-- BEGIN Text to read --

Zulip Chat Archive

Stream: new members

Topic: vm check failed

Bhavik Mehta (Jun 28 2020 at 00:14):

import data.list.range

def burgerfy (n : ℕ) : string :=
begin
  apply nat.strong_rec_on n,
  intros k h,
  apply "{" ++ string.intercalate "," (list.map _ (list.fin_range k)) ++ "}",
  intro m,
  apply h m.1 m.2,
end

#eval (burgerfy 1)
#eval (burgerfy 2)

The first works and the second fails with the error message "vm check failed: is_closure(o) (possibly due to incorrect axioms, or sorry)" but I'm not using sorry and only using mathlib/core functions, why is this?

Bhavik Mehta (Jun 28 2020 at 00:16):

Also, this is a def which isn't noncomputable, so I expected it to compute fine

Mario Carneiro (Jun 28 2020 at 03:12):

There appears to be a bug in the VM implementation of nat.strong_rec_on:

#eval @nat.strong_rec_on (λ _, ℕ) 0 (λ n ih, if h : n - 1 < n then ih _ h + 1 else 0) -- 0
#eval @nat.strong_rec_on (λ _, ℕ) 1 (λ n ih, if h : n - 1 < n then ih _ h + 1 else 0) -- 1
#eval @nat.strong_rec_on (λ _, ℕ) 2 (λ n ih, if h : n - 1 < n then ih _ h + 1 else 0) -- 2
#eval @nat.strong_rec_on (λ _, ℕ) 3 (λ n ih, if h : n - 1 < n then ih _ h + 1 else 0) -- vm check failed: cidx(closure) == 0 (possibly due to incorrect axioms, or sorry

Bhavik Mehta (Jun 28 2020 at 03:13):

yay I found a vm bug

Mario Carneiro (Jun 28 2020 at 03:16):

A workaround is to not use strong_rec_on to write wf definitions for the VM

Mario Carneiro (Jun 28 2020 at 03:16):

def burgerfy : ℕ → string
| n := "{" ++ string.intercalate "," ((list.fin_range n).map (λ ⟨m, h⟩, burgerfy m)) ++ "}"

This generally performs better anyway

Mario Carneiro (Jun 28 2020 at 03:17):

But this is the first time I have ever seen a VM bug so congrats

Scott Olson (Jun 28 2020 at 03:18):

Do you know if the VM has a specialized version of nat.strong_rec_on, or does it compile its Lean definition like usual?

-- END Text to read --

## Task to complete
Who posts in the chat thread above? Give each participant's name once.

-- BEGIN Material provided --

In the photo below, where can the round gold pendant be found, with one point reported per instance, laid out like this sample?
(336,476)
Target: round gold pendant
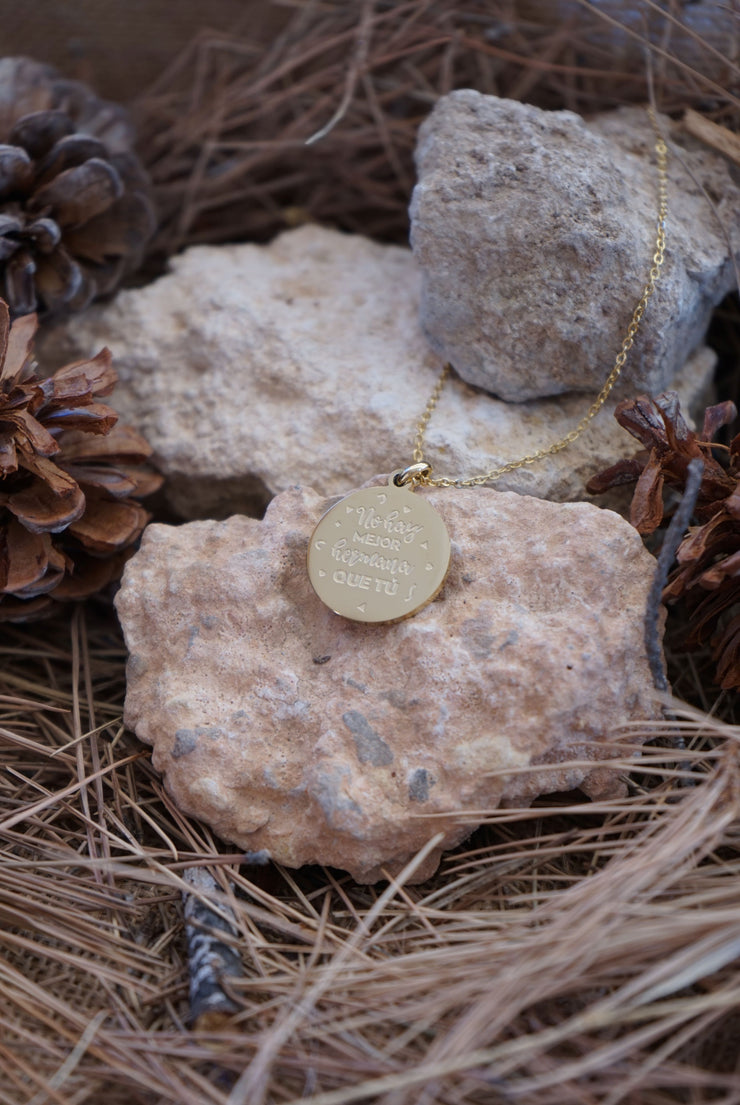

-- END Material provided --

## Solution for this exercise
Bhavik Mehta, Mario Carneiro, Scott Olson